# WHAT TO WORK ON
If a line in the entries below contains "ridge", copy it.

# RECORDS SHOWN

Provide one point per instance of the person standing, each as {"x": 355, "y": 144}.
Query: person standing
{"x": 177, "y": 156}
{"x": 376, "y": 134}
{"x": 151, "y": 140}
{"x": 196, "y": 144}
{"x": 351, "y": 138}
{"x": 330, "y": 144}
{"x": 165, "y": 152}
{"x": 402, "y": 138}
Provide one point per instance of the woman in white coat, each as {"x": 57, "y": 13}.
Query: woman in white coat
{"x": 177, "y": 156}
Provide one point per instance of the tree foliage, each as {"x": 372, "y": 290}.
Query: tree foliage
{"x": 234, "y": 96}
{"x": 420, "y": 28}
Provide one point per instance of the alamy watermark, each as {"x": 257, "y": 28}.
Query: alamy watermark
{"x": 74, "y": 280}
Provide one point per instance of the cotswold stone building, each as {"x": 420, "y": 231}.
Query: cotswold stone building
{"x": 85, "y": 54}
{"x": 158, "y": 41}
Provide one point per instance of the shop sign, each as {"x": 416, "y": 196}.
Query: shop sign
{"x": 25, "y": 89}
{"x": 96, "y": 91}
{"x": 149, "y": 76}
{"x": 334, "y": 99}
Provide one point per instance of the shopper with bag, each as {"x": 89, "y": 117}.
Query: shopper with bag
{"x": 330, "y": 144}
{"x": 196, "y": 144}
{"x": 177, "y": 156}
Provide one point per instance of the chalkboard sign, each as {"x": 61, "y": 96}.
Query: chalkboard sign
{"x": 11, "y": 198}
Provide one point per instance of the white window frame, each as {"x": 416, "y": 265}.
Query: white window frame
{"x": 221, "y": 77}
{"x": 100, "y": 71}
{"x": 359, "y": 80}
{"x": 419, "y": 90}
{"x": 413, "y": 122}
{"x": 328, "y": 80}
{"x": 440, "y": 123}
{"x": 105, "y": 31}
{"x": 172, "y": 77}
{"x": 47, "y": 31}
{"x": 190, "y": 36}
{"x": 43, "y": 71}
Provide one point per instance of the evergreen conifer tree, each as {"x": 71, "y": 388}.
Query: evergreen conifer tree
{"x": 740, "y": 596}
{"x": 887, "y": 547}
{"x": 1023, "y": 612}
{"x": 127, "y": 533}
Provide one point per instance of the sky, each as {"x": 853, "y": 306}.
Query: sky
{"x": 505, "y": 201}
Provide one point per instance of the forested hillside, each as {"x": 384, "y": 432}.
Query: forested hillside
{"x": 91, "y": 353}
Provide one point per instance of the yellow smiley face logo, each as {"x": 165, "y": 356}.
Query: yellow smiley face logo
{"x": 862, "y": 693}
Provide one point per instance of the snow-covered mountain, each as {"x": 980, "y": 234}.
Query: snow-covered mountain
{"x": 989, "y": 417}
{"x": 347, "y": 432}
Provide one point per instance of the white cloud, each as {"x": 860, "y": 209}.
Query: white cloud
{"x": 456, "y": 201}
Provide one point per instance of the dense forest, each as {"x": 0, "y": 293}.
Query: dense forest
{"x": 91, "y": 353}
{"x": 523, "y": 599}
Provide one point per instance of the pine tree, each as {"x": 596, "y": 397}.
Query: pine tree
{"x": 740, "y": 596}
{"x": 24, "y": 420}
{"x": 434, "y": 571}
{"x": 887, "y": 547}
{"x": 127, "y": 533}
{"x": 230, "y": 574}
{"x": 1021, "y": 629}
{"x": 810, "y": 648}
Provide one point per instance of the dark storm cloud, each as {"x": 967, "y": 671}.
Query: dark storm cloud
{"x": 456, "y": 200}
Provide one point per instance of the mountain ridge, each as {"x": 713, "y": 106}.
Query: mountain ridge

# COMPLETED EXERCISE
Provide one point per instance of the mountain ridge, each as {"x": 713, "y": 106}.
Query: mountain ridge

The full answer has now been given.